Excerpt from a dataset ->

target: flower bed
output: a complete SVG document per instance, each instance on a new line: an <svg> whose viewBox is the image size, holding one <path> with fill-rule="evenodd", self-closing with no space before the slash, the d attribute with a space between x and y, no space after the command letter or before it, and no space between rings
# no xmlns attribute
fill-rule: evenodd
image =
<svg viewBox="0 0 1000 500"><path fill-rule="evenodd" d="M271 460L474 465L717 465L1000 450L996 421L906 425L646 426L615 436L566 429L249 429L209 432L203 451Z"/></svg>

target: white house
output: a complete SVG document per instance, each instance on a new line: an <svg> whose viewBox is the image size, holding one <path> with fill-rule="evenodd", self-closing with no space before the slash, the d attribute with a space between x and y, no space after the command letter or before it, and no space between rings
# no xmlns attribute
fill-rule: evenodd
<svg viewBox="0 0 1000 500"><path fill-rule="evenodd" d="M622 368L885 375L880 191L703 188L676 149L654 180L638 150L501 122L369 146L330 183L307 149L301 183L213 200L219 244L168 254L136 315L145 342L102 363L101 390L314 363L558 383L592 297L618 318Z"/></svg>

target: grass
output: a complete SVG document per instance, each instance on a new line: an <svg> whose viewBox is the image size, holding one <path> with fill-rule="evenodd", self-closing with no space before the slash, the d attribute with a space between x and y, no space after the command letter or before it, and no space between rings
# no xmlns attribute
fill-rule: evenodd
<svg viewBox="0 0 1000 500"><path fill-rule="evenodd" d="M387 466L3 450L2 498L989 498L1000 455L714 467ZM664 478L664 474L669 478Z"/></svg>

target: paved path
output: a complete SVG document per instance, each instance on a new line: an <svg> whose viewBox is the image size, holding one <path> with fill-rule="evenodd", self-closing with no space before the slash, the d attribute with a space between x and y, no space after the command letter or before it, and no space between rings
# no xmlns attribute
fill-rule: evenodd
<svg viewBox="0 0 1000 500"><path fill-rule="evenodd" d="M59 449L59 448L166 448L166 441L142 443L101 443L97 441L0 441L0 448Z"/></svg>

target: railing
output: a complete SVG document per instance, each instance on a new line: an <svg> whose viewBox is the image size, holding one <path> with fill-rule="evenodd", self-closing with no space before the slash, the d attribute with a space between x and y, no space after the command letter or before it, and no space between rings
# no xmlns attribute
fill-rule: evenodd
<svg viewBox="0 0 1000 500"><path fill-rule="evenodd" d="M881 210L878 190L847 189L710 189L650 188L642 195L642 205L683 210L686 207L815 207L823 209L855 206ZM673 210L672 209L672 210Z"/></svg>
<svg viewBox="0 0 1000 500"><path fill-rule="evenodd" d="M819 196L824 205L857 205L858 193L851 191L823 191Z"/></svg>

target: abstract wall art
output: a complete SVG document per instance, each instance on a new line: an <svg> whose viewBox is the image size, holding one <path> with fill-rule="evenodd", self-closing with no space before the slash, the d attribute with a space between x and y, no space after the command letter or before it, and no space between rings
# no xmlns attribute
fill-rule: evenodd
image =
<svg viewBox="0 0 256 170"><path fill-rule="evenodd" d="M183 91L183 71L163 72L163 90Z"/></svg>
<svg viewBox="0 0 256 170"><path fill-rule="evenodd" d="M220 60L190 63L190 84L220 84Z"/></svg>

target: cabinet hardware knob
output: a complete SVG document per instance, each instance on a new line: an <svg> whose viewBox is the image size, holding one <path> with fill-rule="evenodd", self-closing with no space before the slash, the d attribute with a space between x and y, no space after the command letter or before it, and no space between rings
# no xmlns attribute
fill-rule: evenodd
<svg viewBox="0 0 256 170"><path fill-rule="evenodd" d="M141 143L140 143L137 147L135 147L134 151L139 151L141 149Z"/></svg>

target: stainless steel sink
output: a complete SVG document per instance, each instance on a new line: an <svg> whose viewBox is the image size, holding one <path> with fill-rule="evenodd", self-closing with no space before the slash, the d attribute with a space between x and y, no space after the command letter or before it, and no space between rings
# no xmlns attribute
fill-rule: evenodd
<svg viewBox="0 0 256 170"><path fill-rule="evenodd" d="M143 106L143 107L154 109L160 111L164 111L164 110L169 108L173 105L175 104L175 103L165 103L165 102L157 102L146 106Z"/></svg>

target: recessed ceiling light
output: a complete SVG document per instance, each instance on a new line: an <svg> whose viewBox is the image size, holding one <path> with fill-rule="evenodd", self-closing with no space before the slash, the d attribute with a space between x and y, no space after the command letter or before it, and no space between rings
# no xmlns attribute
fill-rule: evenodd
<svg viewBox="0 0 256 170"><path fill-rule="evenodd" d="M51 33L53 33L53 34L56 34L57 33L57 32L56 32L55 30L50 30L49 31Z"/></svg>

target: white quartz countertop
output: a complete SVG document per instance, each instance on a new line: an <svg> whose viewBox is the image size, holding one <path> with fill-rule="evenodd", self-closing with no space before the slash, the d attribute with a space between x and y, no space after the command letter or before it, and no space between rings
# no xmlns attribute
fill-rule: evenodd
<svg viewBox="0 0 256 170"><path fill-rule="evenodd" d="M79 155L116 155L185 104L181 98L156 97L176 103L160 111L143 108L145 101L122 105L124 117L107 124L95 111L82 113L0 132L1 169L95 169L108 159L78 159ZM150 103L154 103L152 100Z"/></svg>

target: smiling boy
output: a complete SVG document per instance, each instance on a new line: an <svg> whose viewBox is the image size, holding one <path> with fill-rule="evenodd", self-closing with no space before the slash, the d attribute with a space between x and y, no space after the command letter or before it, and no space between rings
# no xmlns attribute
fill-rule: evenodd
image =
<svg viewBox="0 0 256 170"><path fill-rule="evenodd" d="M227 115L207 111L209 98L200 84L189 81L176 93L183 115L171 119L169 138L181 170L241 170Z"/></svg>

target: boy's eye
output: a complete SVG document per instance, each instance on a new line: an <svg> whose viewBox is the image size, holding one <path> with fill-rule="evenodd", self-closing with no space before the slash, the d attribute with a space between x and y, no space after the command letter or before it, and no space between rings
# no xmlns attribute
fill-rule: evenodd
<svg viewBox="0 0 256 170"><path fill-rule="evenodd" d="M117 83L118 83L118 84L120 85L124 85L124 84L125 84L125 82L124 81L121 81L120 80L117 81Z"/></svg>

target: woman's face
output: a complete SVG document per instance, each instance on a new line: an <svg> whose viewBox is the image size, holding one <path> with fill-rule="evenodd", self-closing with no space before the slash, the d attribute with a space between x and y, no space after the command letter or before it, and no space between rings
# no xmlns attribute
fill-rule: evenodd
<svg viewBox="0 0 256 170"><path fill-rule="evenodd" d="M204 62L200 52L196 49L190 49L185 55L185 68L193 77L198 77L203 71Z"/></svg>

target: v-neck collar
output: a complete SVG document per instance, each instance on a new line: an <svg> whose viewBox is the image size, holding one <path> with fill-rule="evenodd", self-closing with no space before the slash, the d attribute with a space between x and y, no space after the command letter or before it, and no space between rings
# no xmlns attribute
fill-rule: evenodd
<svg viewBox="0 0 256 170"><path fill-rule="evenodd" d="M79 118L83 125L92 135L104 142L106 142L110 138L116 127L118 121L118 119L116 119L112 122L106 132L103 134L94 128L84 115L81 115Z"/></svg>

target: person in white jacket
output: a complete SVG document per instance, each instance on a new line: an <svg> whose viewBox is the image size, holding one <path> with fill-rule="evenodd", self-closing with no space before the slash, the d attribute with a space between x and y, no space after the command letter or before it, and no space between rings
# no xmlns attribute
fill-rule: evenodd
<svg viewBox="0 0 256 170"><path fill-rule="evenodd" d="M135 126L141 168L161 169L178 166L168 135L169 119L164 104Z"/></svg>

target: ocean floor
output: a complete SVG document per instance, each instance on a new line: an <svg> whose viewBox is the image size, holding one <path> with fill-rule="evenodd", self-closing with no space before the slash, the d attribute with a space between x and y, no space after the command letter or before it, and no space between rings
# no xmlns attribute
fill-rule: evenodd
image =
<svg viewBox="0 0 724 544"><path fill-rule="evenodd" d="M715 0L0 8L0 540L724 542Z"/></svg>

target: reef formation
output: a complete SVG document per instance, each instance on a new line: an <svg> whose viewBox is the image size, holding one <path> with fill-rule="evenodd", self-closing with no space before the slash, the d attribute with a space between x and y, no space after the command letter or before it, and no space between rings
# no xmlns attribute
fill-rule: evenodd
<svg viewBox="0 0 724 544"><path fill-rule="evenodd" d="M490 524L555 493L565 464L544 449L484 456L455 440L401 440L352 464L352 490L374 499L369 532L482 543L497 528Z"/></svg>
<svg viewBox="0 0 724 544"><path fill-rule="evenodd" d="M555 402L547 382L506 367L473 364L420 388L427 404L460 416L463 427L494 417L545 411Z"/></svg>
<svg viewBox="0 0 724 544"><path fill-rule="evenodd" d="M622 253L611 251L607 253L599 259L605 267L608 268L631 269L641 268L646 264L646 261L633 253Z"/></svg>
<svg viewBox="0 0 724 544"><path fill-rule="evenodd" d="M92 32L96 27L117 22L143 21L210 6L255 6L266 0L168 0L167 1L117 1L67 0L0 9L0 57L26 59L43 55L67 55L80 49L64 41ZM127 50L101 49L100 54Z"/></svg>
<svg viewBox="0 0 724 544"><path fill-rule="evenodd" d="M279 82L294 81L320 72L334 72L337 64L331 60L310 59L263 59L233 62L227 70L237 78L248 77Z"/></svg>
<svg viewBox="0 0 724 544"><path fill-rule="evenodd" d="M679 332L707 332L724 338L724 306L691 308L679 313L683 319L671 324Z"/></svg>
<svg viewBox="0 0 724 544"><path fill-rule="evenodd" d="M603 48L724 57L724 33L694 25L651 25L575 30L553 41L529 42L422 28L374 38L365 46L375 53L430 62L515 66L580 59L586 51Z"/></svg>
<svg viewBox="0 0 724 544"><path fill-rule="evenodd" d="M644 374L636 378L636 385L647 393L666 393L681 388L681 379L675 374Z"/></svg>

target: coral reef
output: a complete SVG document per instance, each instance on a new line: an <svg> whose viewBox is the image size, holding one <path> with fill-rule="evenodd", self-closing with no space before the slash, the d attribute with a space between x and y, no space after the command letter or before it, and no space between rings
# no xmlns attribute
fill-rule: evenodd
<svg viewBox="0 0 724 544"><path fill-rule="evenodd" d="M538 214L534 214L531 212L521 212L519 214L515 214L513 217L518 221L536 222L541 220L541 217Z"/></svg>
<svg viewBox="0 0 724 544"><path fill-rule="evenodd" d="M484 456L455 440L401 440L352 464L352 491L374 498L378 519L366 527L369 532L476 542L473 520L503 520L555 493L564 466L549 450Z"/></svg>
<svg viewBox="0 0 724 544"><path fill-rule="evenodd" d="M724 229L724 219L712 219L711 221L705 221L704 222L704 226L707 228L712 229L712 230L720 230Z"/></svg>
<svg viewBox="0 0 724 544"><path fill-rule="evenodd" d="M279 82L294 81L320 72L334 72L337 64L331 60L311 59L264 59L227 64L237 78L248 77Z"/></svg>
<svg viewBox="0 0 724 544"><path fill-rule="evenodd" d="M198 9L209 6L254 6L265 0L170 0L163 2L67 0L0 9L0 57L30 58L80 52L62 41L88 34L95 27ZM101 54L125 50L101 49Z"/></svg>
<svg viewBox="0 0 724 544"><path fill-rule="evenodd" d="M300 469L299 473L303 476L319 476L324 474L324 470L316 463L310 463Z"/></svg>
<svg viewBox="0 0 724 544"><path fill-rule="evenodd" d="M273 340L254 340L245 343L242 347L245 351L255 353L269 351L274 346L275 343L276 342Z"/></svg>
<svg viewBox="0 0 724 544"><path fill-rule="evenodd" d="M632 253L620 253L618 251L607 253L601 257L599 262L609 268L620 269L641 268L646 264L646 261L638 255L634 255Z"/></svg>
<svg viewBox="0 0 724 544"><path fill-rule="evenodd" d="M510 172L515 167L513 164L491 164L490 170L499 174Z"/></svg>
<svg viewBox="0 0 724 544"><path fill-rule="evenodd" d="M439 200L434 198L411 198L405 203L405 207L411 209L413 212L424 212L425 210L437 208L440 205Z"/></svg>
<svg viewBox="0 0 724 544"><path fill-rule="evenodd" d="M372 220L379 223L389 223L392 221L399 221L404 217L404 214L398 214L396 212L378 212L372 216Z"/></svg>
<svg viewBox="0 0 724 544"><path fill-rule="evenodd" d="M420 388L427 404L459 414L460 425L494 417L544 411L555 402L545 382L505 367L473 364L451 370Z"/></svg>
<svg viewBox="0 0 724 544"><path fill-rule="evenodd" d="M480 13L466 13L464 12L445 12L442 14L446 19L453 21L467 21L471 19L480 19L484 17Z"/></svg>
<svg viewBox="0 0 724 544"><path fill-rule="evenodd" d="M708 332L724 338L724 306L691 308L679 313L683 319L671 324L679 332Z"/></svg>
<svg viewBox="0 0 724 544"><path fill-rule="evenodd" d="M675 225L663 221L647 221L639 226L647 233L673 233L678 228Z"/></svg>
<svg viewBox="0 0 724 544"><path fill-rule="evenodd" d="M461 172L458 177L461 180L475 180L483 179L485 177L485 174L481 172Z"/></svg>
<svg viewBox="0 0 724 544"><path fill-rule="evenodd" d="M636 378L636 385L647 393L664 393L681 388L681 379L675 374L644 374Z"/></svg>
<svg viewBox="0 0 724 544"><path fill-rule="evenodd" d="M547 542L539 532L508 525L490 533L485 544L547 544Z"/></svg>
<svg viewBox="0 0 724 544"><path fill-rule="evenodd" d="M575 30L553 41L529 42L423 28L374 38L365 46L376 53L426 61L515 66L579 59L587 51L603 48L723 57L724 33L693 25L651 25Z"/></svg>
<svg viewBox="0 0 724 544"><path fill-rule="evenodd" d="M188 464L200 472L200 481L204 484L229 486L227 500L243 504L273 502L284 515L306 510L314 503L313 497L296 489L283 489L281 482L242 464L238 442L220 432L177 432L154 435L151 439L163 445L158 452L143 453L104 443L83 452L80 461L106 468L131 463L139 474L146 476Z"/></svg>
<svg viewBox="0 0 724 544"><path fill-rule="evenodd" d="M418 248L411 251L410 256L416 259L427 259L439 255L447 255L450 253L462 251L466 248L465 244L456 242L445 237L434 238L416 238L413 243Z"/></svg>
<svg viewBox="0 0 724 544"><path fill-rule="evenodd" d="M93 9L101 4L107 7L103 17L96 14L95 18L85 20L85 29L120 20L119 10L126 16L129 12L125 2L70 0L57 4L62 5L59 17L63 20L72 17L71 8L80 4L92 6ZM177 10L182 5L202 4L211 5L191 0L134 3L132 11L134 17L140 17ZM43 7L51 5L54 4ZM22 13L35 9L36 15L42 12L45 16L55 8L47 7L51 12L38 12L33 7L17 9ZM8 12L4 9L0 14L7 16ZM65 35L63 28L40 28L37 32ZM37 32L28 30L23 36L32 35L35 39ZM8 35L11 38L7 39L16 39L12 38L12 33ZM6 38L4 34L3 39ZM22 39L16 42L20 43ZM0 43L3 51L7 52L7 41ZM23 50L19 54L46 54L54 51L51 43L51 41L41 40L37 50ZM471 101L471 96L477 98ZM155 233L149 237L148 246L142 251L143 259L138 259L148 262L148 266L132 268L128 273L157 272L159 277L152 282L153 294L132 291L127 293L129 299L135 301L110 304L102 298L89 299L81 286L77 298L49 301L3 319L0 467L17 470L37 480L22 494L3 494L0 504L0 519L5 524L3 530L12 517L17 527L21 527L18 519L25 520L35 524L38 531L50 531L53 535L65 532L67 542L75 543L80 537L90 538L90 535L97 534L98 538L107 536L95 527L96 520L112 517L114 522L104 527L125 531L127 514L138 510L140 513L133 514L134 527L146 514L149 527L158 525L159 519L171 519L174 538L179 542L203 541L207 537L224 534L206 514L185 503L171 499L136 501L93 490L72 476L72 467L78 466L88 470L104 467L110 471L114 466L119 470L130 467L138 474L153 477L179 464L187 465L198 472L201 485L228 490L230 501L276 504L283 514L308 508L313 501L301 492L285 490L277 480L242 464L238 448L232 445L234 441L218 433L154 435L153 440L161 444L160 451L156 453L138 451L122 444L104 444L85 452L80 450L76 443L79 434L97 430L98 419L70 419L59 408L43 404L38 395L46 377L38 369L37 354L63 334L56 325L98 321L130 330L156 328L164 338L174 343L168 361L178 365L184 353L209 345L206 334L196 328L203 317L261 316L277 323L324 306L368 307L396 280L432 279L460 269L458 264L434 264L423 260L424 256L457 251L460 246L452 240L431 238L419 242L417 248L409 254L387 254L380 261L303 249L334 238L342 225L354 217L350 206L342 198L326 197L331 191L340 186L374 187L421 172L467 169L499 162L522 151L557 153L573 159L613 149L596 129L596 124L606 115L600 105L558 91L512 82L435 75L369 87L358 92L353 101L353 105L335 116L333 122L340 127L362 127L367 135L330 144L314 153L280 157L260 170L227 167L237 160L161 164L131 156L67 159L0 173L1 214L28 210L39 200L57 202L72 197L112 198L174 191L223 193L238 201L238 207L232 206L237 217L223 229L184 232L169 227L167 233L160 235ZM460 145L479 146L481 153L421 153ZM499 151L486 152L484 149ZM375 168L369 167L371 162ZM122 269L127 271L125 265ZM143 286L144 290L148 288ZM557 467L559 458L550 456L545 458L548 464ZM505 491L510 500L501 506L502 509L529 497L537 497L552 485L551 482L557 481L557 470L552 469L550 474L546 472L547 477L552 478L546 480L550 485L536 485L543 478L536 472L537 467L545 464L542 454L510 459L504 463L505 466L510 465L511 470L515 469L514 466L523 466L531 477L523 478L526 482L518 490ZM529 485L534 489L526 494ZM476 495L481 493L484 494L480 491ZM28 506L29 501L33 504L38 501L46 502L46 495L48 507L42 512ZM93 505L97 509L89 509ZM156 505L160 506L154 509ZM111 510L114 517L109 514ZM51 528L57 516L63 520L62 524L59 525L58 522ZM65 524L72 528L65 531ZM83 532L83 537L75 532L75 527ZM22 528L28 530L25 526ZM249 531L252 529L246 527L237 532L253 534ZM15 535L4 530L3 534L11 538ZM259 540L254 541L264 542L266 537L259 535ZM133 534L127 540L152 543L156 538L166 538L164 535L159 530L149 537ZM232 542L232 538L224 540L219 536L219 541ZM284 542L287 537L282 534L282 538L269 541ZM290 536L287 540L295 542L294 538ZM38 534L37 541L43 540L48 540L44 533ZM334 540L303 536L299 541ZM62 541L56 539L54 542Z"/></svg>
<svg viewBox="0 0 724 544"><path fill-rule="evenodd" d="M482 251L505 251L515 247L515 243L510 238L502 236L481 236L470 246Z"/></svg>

The problem -> Can you rewrite the records from the line holding "target: coral reef" through the line holding "9L209 6L254 6L265", both included, as a Markdown table with the columns Row and Line, skipping any blank lines?

Task output ->
| Row | Line |
|---|---|
| 1 | target: coral reef |
| 2 | output: a complete SVG document per instance, each instance on a new line: an <svg> whose viewBox is the image size, holding one <path> with fill-rule="evenodd", self-closing with no space before the slash, the d attribute with a space between x and y, no space after the command letter or before it, and no space between rings |
| 3 | # no xmlns attribute |
| 4 | fill-rule: evenodd |
| 5 | <svg viewBox="0 0 724 544"><path fill-rule="evenodd" d="M538 214L534 214L531 212L521 212L519 214L515 214L513 217L518 221L536 222L541 220L541 217Z"/></svg> |
| 6 | <svg viewBox="0 0 724 544"><path fill-rule="evenodd" d="M484 456L455 440L401 440L352 464L352 491L374 498L378 519L366 527L369 532L476 542L473 520L503 520L555 493L564 466L549 450Z"/></svg> |
| 7 | <svg viewBox="0 0 724 544"><path fill-rule="evenodd" d="M724 229L724 219L712 219L711 221L705 221L704 222L704 226L707 228L712 229L712 230L720 230Z"/></svg> |
| 8 | <svg viewBox="0 0 724 544"><path fill-rule="evenodd" d="M279 82L294 81L320 72L334 72L337 64L331 60L311 59L264 59L227 64L237 78L248 77Z"/></svg> |
| 9 | <svg viewBox="0 0 724 544"><path fill-rule="evenodd" d="M198 9L209 6L254 6L265 0L170 0L163 2L67 0L0 9L0 57L30 58L80 52L62 41L88 34L95 27ZM101 54L125 50L101 49Z"/></svg> |